## TO DO
Pick out each line in the items below that contains the word "chimney", and copy those lines unchanged.

===== PROVIDED RECORDS =====

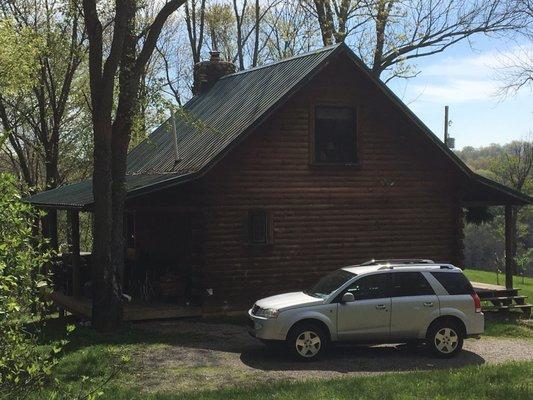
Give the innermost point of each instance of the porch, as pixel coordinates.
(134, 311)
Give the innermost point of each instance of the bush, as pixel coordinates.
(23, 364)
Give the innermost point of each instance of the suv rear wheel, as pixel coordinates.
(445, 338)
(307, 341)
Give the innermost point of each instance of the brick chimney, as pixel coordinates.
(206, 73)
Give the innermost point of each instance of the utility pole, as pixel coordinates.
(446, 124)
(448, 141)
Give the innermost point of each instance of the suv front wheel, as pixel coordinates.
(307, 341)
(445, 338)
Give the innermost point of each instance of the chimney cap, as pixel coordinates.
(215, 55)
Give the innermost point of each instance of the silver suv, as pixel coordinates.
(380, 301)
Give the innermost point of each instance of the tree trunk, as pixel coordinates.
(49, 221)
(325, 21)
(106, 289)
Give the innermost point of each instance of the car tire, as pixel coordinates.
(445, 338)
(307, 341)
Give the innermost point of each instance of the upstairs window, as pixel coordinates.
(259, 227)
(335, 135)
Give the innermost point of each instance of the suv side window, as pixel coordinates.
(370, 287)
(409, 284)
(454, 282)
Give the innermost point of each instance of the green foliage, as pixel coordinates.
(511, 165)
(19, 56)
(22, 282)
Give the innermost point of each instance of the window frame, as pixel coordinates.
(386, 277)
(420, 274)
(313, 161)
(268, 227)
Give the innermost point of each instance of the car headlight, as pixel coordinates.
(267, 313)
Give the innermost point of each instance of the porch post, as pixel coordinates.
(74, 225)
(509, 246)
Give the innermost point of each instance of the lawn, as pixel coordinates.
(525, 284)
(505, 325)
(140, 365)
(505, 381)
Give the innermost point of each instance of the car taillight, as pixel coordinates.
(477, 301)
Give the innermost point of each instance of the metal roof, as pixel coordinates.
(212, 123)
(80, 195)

=====
===== PROVIDED RECORDS =====

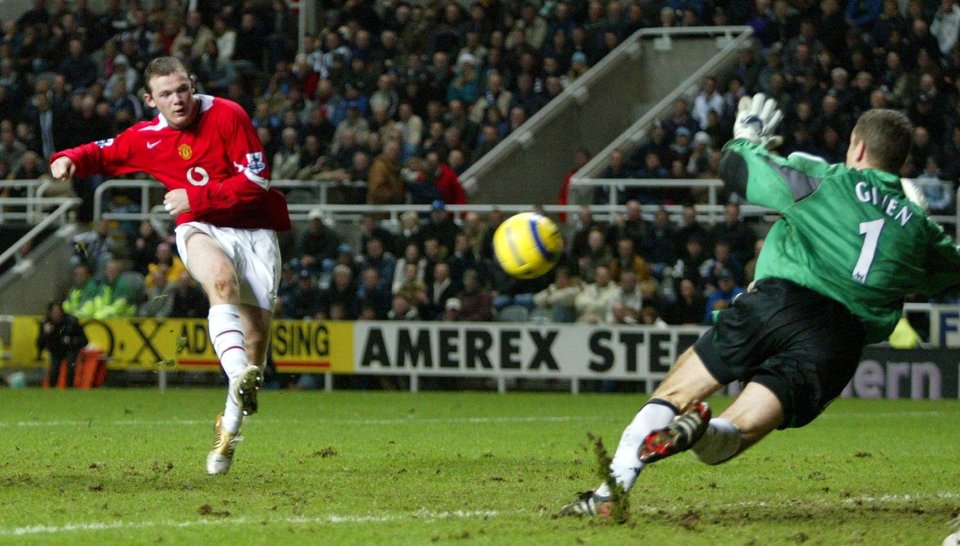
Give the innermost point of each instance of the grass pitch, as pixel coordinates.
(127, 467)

=====
===== PROVIDED RECORDS =====

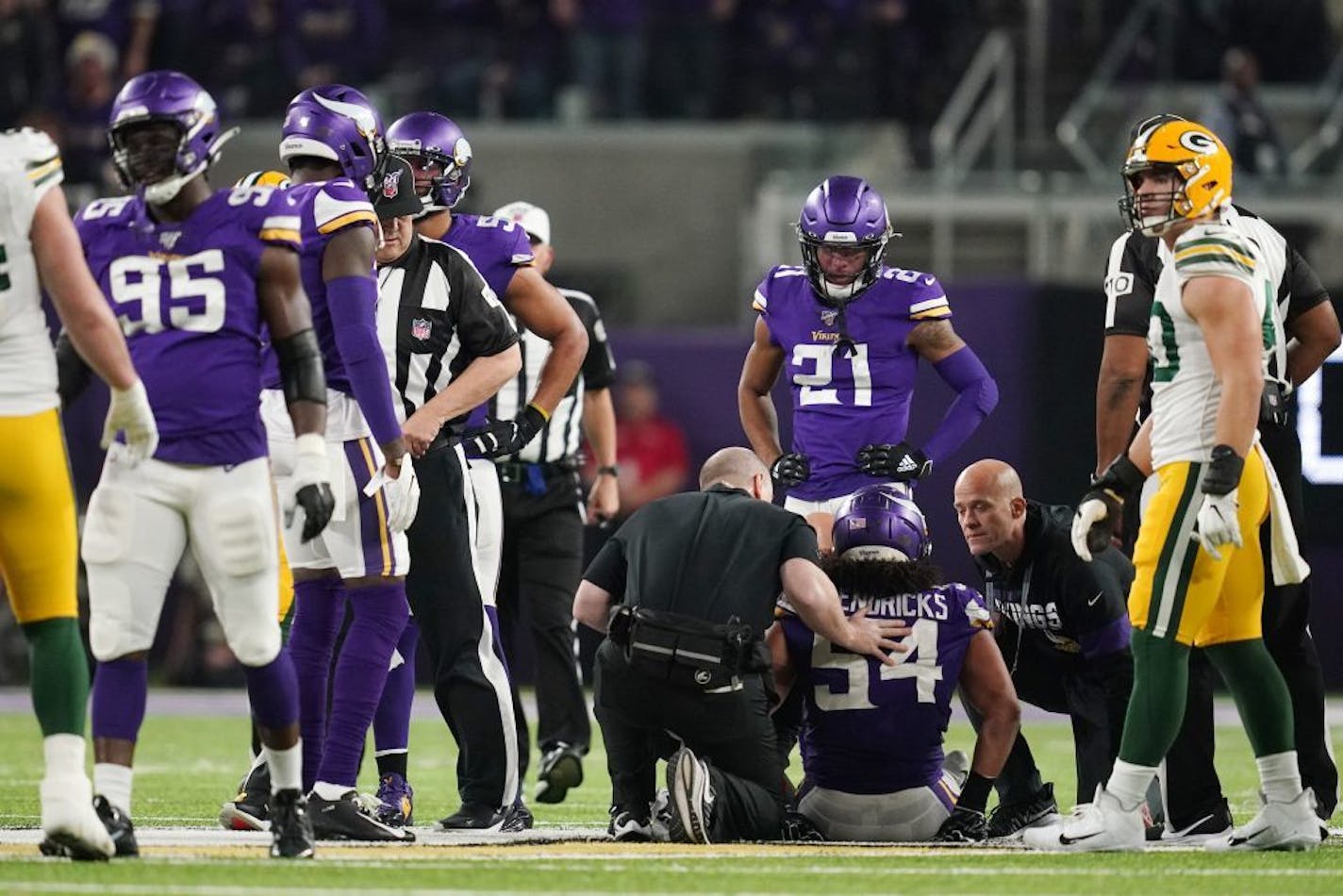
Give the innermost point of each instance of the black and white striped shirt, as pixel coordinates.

=====

## FINAL RESULT
Give the innermost point of each instance of the brick chimney, as pixel coordinates.
Give the innermost point of each instance of the chimney cap, as pixel coordinates.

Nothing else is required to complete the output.